# Brano di testo
Ma qui si urta contro un muro non facilmente scavalcabile: nessun Vangelo canonico
(neppure quello di Giovanni secondo la critica moderna) si lascia datare dopo
l'anno 100 dopo Cristo e nessun apocrifo si lascia datare prima di tale anno
(i più arditi arrivano, con congetture, a datarli all'inizio del III
o a metà del II secolo). Tutti gli apocrifi attingono o suppongono i
Vangeli canonici; nessun Vangelo canonico attinge o suppone un vangelo apocrifo.
Per fare l'esempio oggi più in voga, dei 114 detti di Cristo nel Vangelo
copto di Tommaso, 79 hanno un parallelo nei Sinottici, 11 sono varianti delle
parabole sinottiche. Solo tre parabole non sono attestate altrove.
Augias, sulla scia di Elaine Pagels, crede di poter superare questo scarto
cronologico tra i Sinottici e il Vangelo di Tommaso ed è istruttivo
vedere in che modo. Nel Vangelo di Giovanni si assiste, secondo l'autore, a
un chiaro tentativo di screditare l'apostolo Tommaso, una vera persecuzione
nei suoi confronti, paragonabile a quella contro Giuda. Prova: l'insistenza
sulla incredulità di Tommaso! Ipotesi: l'autore del Quarto Vangelo
non vuole per caso screditare le dottrine che già a suo tempo circolavano
sotto il nome dell'apostolo Tommaso e che confluiranno in seguito nel vangelo
che porta il suo nome? Così è superato lo scarto cronologico.

# Record del dataset

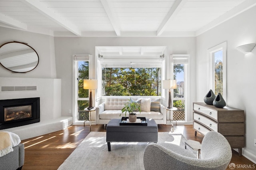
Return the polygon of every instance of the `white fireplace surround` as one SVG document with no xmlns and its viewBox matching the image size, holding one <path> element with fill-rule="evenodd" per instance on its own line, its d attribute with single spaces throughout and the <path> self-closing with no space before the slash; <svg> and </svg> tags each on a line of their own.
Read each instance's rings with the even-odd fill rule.
<svg viewBox="0 0 256 170">
<path fill-rule="evenodd" d="M 40 97 L 40 122 L 0 131 L 13 132 L 22 140 L 60 130 L 72 124 L 72 117 L 61 115 L 61 79 L 0 77 L 0 87 L 5 86 L 36 87 L 36 91 L 0 91 L 0 100 Z"/>
</svg>

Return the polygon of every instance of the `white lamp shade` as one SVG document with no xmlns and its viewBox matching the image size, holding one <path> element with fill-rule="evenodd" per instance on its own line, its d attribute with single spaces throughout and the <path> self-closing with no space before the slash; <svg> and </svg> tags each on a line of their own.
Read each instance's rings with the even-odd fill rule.
<svg viewBox="0 0 256 170">
<path fill-rule="evenodd" d="M 176 80 L 163 80 L 163 89 L 177 89 L 177 81 Z"/>
<path fill-rule="evenodd" d="M 97 80 L 84 80 L 84 89 L 97 89 L 98 81 Z"/>
</svg>

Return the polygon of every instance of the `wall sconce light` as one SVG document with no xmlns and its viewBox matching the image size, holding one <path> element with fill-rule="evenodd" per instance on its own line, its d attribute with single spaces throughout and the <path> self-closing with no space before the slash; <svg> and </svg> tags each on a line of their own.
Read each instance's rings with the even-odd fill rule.
<svg viewBox="0 0 256 170">
<path fill-rule="evenodd" d="M 99 58 L 101 59 L 101 58 L 103 58 L 103 55 L 100 55 L 100 54 L 99 54 L 99 55 L 98 55 L 98 57 Z"/>
<path fill-rule="evenodd" d="M 236 49 L 245 54 L 251 52 L 255 47 L 255 45 L 256 45 L 256 43 L 248 43 L 236 47 Z"/>
</svg>

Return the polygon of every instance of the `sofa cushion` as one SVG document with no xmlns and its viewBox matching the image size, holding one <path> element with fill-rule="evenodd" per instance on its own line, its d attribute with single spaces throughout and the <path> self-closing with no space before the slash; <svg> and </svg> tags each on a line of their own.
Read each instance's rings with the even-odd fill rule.
<svg viewBox="0 0 256 170">
<path fill-rule="evenodd" d="M 128 101 L 126 98 L 107 98 L 105 101 L 105 110 L 121 110 Z"/>
<path fill-rule="evenodd" d="M 121 116 L 119 116 L 122 113 L 120 110 L 108 110 L 104 111 L 99 115 L 100 119 L 121 119 L 122 117 L 124 117 L 124 113 L 122 113 Z M 163 115 L 160 112 L 150 111 L 138 112 L 137 117 L 145 117 L 146 119 L 163 119 Z M 128 116 L 128 113 L 126 113 L 126 117 Z"/>
<path fill-rule="evenodd" d="M 124 117 L 124 113 L 121 115 L 122 113 L 121 110 L 106 110 L 104 111 L 99 115 L 100 119 L 121 119 L 122 117 Z M 129 113 L 126 113 L 126 117 L 128 117 Z"/>
<path fill-rule="evenodd" d="M 160 99 L 159 99 L 154 101 L 151 101 L 150 105 L 150 111 L 160 112 Z"/>
<path fill-rule="evenodd" d="M 142 99 L 140 102 L 140 111 L 150 112 L 151 99 Z"/>
<path fill-rule="evenodd" d="M 160 112 L 150 111 L 141 112 L 137 113 L 137 117 L 145 117 L 146 119 L 163 119 L 163 115 Z"/>
</svg>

# Consegna 1
Trascrivi dal brano sui Vangeli apocrifi il passo che comincia con "Ma qui si urta" e finisce con "un vangelo apocrifo.".
# Consegna 2
Indica quante righe dei record contengono la parola "every", rispondendo con il solo numero.
Il brano e i record non hanno alcun legame tra loro.

# Risposta completa 1
Ma qui si urta contro un muro non facilmente scavalcabile: nessun Vangelo canonico
(neppure quello di Giovanni secondo la critica moderna) si lascia datare dopo
l'anno 100 dopo Cristo e nessun apocrifo si lascia datare prima di tale anno
(i più arditi arrivano, con congetture, a datarli all'inizio del III
o a metà del II secolo). Tutti gli apocrifi attingono o suppongono i
Vangeli canonici; nessun Vangelo canonico attinge o suppone un vangelo apocrifo.

# Risposta completa 2
4